◆ GEGEVENSRIJEN
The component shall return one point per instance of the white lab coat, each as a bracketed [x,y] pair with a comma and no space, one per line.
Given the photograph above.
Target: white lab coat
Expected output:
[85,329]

◆ WAT JE DOET
Zet alle regels van de gegevens hierboven om in een Markdown-tabel met de kolommen "nr" en "Regel", met het volgnummer in de eerste kolom en de regel zelf in de tweede. Laat lege regels weg.

◆ ANTWOORD
| nr | Regel |
|---|---|
| 1 | The component shall return one point per instance of the white lab coat, each as a bracketed [x,y] pair with a comma and no space, one per line. |
| 2 | Given the photograph above. |
| 3 | Target: white lab coat |
| 4 | Expected output: |
| 5 | [85,329] |